What is required: How many lines of the data include the string "railing"? State that number alone.

Dataset:
• • • • •
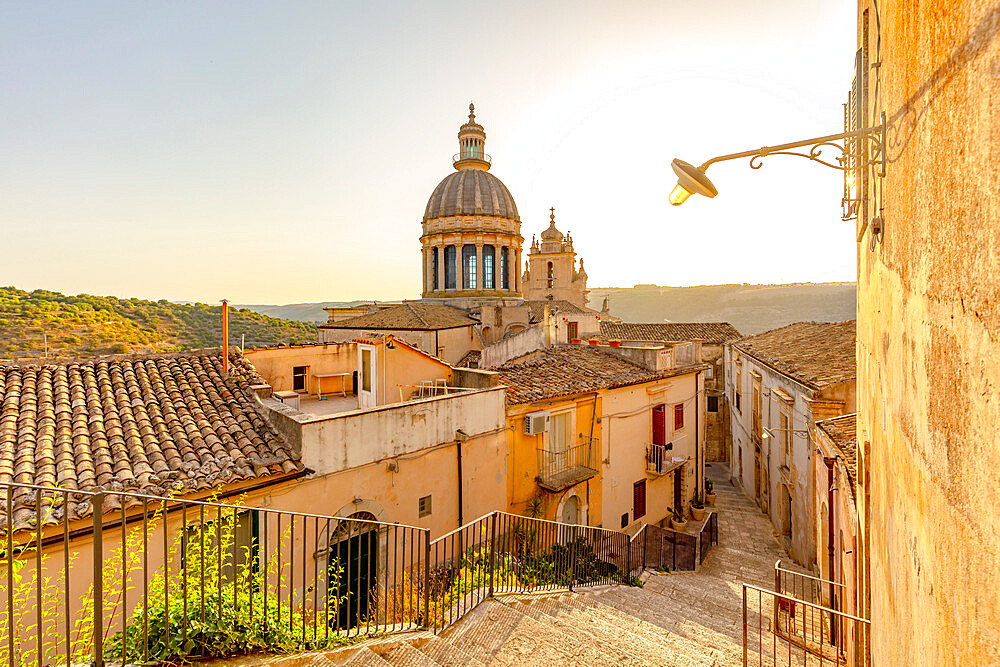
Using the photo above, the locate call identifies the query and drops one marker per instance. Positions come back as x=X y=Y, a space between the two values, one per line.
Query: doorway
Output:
x=352 y=567
x=367 y=376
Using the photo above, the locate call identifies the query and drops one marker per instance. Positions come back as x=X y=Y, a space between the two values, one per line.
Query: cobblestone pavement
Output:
x=685 y=618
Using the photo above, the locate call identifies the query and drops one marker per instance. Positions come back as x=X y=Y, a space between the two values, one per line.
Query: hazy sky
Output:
x=284 y=152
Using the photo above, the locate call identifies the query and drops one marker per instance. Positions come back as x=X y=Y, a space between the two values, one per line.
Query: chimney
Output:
x=225 y=336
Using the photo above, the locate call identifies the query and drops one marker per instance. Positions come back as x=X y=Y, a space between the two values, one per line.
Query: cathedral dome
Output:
x=471 y=192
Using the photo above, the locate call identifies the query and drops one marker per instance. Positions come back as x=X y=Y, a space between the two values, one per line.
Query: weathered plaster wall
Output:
x=929 y=338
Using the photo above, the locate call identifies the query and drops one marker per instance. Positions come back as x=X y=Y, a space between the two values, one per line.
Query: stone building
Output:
x=782 y=382
x=929 y=331
x=551 y=272
x=712 y=336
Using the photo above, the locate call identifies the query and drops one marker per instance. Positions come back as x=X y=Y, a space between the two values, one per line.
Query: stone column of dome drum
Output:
x=479 y=266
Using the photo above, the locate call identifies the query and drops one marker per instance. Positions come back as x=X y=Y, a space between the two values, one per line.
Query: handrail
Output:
x=778 y=568
x=807 y=604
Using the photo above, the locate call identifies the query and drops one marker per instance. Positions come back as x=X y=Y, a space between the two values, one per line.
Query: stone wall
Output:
x=929 y=336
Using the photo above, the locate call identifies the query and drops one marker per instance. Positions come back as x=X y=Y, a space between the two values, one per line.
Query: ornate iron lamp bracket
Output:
x=873 y=154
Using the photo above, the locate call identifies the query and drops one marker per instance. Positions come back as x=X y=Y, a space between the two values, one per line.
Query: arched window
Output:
x=450 y=272
x=469 y=266
x=489 y=267
x=434 y=267
x=504 y=267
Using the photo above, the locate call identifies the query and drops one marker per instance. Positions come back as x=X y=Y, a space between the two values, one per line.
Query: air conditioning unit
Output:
x=536 y=423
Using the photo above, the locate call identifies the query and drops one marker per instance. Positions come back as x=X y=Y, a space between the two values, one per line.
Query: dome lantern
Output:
x=471 y=145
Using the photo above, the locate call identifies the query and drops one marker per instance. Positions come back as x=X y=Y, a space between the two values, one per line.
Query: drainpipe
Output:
x=460 y=438
x=831 y=534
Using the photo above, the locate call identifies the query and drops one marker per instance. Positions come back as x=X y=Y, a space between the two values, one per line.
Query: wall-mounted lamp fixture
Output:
x=693 y=180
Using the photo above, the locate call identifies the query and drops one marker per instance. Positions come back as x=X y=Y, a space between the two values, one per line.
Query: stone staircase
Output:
x=685 y=618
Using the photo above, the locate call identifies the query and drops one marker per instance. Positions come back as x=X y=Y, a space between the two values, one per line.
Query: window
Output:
x=469 y=266
x=489 y=267
x=434 y=268
x=299 y=374
x=366 y=370
x=639 y=500
x=504 y=267
x=450 y=274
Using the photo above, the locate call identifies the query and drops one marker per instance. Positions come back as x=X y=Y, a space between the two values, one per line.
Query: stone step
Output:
x=365 y=657
x=445 y=653
x=405 y=654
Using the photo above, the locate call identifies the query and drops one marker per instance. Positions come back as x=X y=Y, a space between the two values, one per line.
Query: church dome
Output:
x=471 y=192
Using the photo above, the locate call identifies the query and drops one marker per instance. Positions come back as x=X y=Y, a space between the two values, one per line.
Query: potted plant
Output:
x=697 y=508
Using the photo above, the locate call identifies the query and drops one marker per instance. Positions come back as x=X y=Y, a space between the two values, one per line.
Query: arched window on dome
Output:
x=450 y=272
x=504 y=267
x=434 y=267
x=468 y=266
x=489 y=267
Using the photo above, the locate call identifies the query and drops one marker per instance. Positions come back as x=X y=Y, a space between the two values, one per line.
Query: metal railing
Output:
x=560 y=469
x=502 y=553
x=89 y=577
x=781 y=629
x=118 y=576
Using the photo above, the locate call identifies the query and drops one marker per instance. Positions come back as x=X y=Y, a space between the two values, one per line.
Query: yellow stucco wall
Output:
x=929 y=337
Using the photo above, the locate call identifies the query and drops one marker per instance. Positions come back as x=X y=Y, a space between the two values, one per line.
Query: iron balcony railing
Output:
x=660 y=459
x=561 y=469
x=90 y=577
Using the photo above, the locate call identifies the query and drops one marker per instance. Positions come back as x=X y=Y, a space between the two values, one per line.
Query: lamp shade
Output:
x=690 y=180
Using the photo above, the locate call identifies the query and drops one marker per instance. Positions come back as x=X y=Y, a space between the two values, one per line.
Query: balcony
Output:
x=559 y=470
x=659 y=460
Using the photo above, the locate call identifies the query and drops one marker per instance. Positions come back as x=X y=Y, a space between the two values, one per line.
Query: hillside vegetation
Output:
x=86 y=325
x=749 y=308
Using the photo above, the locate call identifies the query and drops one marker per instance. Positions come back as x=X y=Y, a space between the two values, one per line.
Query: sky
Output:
x=283 y=152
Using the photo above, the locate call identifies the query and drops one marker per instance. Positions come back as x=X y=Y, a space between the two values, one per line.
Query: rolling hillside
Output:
x=86 y=325
x=749 y=308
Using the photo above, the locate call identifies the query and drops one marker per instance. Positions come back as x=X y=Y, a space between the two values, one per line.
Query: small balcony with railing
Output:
x=660 y=460
x=561 y=469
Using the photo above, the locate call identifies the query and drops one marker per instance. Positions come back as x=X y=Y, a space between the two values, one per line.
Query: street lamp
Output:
x=853 y=156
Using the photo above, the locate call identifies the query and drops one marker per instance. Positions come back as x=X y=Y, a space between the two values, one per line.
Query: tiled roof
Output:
x=843 y=432
x=409 y=316
x=157 y=424
x=569 y=369
x=817 y=354
x=709 y=332
x=537 y=307
x=472 y=356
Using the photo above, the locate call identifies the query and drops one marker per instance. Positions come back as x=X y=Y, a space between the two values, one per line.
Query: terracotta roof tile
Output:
x=569 y=369
x=817 y=354
x=158 y=424
x=409 y=316
x=710 y=332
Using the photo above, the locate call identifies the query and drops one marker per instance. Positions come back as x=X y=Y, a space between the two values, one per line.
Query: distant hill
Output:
x=305 y=312
x=85 y=325
x=749 y=308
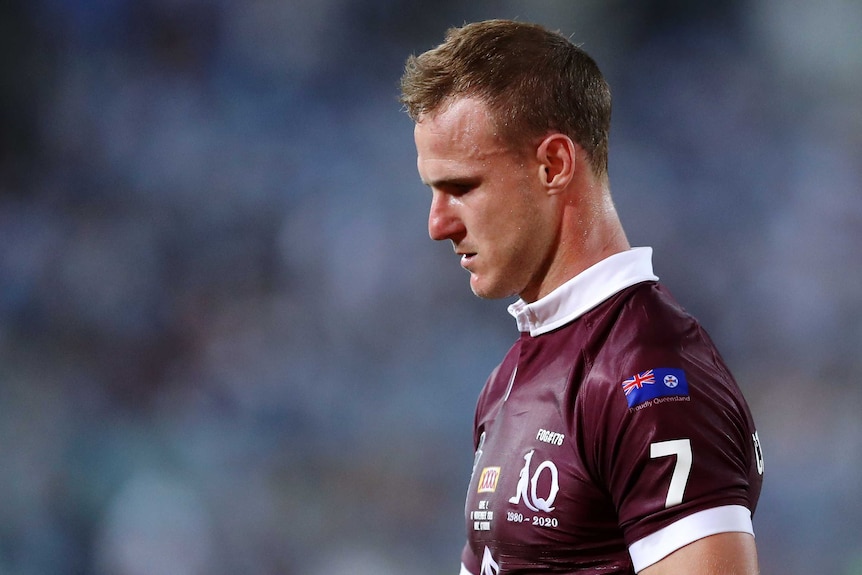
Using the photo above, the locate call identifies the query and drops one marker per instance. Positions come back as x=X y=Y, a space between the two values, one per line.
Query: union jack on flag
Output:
x=653 y=384
x=638 y=381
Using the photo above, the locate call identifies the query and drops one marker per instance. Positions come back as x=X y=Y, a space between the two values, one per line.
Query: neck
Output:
x=590 y=231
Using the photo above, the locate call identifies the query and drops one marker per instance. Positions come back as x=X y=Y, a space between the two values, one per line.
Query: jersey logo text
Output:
x=653 y=384
x=528 y=485
x=488 y=480
x=551 y=437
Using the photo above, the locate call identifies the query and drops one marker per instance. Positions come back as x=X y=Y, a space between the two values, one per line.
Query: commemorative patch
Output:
x=488 y=480
x=654 y=384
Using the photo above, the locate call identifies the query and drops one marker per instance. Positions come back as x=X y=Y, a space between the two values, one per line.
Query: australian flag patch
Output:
x=654 y=384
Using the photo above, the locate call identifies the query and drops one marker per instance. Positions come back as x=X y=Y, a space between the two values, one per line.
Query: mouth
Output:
x=467 y=259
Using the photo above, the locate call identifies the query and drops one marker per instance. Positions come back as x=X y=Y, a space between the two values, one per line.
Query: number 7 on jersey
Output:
x=682 y=449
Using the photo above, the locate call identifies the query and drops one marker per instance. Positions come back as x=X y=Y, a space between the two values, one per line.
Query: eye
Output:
x=459 y=188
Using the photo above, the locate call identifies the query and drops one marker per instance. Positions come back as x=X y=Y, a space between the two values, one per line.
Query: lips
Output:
x=467 y=259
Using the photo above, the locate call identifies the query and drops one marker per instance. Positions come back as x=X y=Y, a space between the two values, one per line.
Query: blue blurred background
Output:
x=227 y=344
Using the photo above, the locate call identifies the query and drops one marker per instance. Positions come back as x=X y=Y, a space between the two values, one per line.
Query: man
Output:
x=612 y=437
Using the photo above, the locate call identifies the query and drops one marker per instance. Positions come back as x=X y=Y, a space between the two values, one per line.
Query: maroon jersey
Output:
x=611 y=434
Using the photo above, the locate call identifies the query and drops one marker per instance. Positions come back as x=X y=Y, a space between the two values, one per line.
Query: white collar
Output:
x=584 y=291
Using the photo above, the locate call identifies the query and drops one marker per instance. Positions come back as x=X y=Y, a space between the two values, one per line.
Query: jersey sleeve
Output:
x=676 y=454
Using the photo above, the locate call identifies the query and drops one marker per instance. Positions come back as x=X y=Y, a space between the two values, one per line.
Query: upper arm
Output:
x=720 y=554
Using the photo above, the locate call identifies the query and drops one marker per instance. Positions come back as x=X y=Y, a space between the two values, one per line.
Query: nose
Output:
x=443 y=221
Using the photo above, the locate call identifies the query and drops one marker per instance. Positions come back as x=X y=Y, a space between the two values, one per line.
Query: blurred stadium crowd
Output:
x=228 y=346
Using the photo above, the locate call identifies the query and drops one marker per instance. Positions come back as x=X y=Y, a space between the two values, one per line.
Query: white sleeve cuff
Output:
x=652 y=548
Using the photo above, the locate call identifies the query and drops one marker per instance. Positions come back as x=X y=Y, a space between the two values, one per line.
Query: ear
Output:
x=556 y=157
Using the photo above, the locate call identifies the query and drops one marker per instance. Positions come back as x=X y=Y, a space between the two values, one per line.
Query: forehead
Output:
x=460 y=134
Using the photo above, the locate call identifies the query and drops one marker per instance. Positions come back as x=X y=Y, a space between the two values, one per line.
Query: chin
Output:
x=485 y=291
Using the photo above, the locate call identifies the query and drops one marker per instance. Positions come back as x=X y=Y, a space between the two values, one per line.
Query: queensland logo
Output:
x=655 y=386
x=488 y=480
x=528 y=486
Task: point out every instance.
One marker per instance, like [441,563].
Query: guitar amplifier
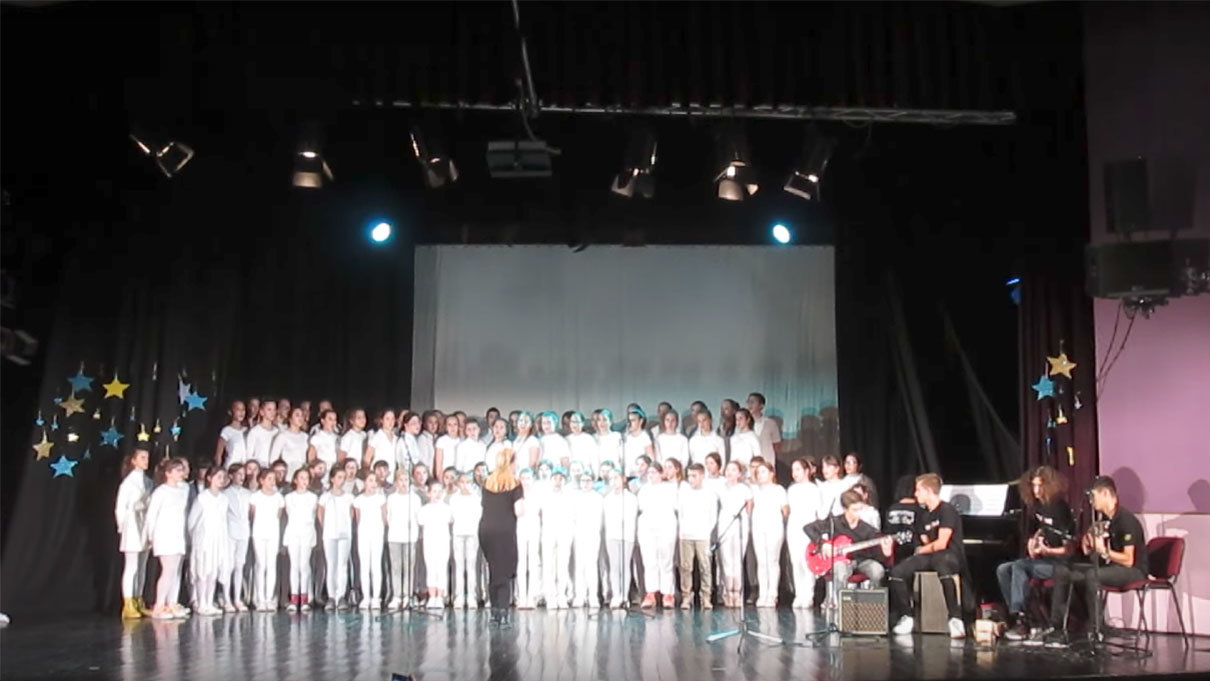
[864,612]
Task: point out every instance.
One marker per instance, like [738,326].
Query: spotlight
[638,165]
[805,179]
[737,178]
[438,168]
[782,234]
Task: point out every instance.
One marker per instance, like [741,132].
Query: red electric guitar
[841,547]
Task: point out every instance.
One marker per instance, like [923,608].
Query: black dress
[497,538]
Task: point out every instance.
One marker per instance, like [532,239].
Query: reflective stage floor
[564,646]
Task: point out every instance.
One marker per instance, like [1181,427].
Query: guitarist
[870,561]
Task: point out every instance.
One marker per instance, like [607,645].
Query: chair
[1165,555]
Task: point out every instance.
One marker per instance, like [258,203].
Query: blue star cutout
[63,467]
[80,382]
[195,402]
[1044,387]
[110,437]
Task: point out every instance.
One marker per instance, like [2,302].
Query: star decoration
[80,382]
[1044,387]
[195,402]
[110,437]
[42,448]
[115,388]
[63,467]
[71,405]
[1061,365]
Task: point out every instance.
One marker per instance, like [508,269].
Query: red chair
[1164,558]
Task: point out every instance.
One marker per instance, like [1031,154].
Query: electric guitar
[841,547]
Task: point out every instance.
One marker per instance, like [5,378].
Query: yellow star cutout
[115,388]
[42,448]
[71,405]
[1061,364]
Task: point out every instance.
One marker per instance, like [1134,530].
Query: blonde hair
[501,478]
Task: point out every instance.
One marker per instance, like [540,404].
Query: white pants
[335,554]
[529,569]
[587,549]
[657,541]
[767,546]
[437,564]
[300,566]
[265,575]
[369,555]
[133,573]
[466,554]
[557,566]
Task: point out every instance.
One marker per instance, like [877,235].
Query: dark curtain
[232,284]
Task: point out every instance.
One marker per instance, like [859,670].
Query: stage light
[806,178]
[637,166]
[737,178]
[782,234]
[434,163]
[380,232]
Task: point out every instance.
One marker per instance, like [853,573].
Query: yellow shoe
[131,610]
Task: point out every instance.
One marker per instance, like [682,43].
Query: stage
[541,645]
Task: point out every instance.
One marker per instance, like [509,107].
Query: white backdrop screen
[541,328]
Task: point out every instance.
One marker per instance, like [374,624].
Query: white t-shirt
[266,523]
[744,446]
[673,445]
[300,518]
[259,440]
[338,515]
[702,444]
[236,449]
[324,444]
[402,512]
[289,446]
[466,509]
[768,433]
[698,512]
[467,454]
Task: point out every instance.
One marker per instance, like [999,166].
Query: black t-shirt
[944,515]
[1127,531]
[1054,520]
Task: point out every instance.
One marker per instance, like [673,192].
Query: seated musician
[1117,544]
[1049,519]
[870,561]
[939,532]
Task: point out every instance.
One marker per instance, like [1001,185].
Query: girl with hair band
[130,513]
[299,538]
[265,508]
[209,550]
[657,536]
[768,532]
[735,520]
[744,444]
[352,442]
[402,509]
[237,538]
[381,444]
[335,514]
[369,512]
[291,444]
[166,532]
[230,448]
[802,497]
[324,440]
[525,446]
[670,443]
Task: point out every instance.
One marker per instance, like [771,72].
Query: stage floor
[565,646]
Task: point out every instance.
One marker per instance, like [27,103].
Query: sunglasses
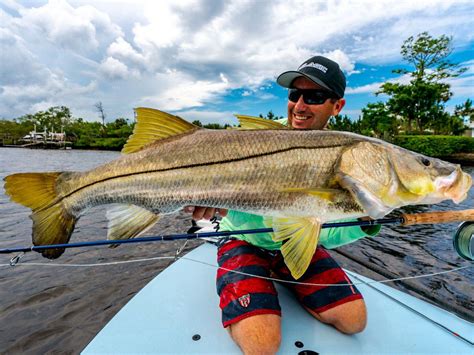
[311,96]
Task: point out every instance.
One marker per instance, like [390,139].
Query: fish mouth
[454,186]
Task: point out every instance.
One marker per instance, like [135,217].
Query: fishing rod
[463,238]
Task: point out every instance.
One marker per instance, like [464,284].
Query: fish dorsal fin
[252,122]
[153,125]
[301,237]
[128,221]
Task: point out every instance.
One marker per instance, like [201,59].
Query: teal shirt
[329,238]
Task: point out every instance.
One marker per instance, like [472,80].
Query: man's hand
[204,212]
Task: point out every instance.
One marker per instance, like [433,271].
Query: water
[60,309]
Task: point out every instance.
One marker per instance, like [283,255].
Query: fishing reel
[463,240]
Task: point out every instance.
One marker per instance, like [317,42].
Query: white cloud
[180,91]
[78,29]
[374,87]
[206,117]
[114,68]
[182,54]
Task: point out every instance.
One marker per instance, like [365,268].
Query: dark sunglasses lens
[310,97]
[294,95]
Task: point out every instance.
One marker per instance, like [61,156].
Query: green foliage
[426,52]
[420,104]
[378,121]
[340,123]
[465,110]
[436,146]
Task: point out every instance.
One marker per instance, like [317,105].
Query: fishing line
[414,310]
[233,271]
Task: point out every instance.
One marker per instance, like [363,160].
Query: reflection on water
[47,308]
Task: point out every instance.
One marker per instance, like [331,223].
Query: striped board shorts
[243,295]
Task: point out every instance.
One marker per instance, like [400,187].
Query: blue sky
[208,60]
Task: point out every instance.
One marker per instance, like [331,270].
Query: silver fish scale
[246,171]
[205,147]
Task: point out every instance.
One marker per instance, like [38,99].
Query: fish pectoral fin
[300,237]
[128,221]
[325,194]
[252,122]
[153,125]
[372,204]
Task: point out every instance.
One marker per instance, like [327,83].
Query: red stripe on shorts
[232,292]
[239,261]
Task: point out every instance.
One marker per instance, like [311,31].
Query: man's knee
[260,334]
[349,318]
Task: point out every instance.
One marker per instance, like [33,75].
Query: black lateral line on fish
[183,167]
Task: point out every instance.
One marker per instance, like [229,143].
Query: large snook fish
[298,179]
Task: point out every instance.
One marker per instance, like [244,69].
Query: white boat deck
[181,303]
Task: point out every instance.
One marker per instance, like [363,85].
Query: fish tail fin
[52,223]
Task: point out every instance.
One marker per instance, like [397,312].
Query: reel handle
[463,240]
[438,217]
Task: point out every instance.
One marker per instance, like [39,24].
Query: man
[250,307]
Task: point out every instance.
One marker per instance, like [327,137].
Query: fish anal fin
[325,194]
[128,221]
[153,125]
[300,237]
[252,122]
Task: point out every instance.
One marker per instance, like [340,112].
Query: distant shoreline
[457,158]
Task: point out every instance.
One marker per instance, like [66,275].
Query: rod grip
[438,217]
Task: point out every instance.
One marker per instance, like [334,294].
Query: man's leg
[348,318]
[250,308]
[260,334]
[331,299]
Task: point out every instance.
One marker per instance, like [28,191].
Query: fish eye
[425,162]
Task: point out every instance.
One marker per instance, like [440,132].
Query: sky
[210,59]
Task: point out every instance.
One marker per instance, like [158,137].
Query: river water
[60,309]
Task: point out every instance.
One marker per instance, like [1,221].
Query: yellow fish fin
[128,221]
[251,122]
[153,125]
[326,194]
[300,237]
[52,224]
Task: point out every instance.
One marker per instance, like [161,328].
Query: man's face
[304,116]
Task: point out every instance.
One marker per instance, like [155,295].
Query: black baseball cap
[320,70]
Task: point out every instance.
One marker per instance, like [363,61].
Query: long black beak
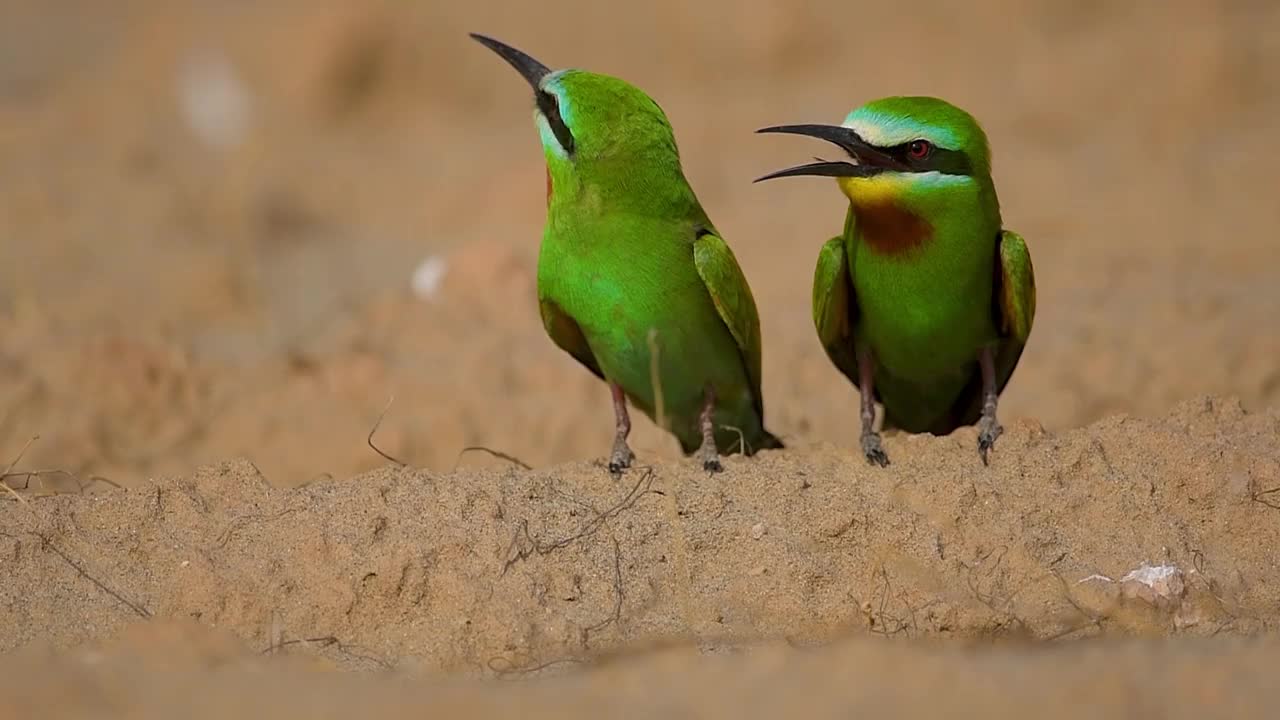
[871,159]
[529,68]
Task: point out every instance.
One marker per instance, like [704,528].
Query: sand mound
[1127,527]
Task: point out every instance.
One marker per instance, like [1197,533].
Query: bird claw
[988,429]
[873,450]
[621,458]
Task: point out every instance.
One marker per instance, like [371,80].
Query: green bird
[924,301]
[632,278]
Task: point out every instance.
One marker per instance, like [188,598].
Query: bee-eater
[630,261]
[924,301]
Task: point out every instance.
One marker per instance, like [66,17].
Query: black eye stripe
[940,159]
[549,108]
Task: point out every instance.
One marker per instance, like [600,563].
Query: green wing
[835,305]
[732,297]
[567,336]
[835,308]
[1015,290]
[1013,305]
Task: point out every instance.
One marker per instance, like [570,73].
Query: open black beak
[869,159]
[529,68]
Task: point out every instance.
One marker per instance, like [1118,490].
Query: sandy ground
[210,219]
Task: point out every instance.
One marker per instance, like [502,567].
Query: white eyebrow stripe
[894,133]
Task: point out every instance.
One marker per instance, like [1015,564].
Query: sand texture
[234,237]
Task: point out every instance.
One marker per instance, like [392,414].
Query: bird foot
[873,450]
[988,429]
[621,456]
[709,458]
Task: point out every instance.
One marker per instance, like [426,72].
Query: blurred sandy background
[213,214]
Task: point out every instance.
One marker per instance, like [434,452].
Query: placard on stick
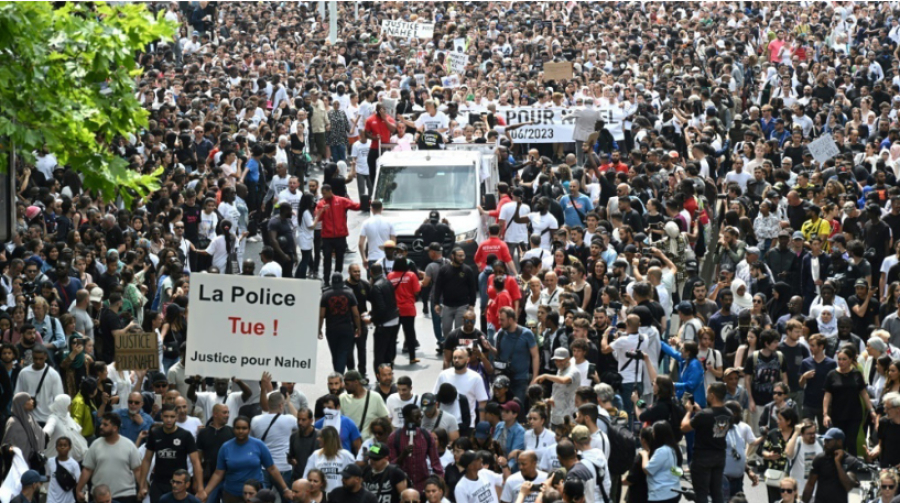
[558,71]
[137,351]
• • • • •
Result for this task: 3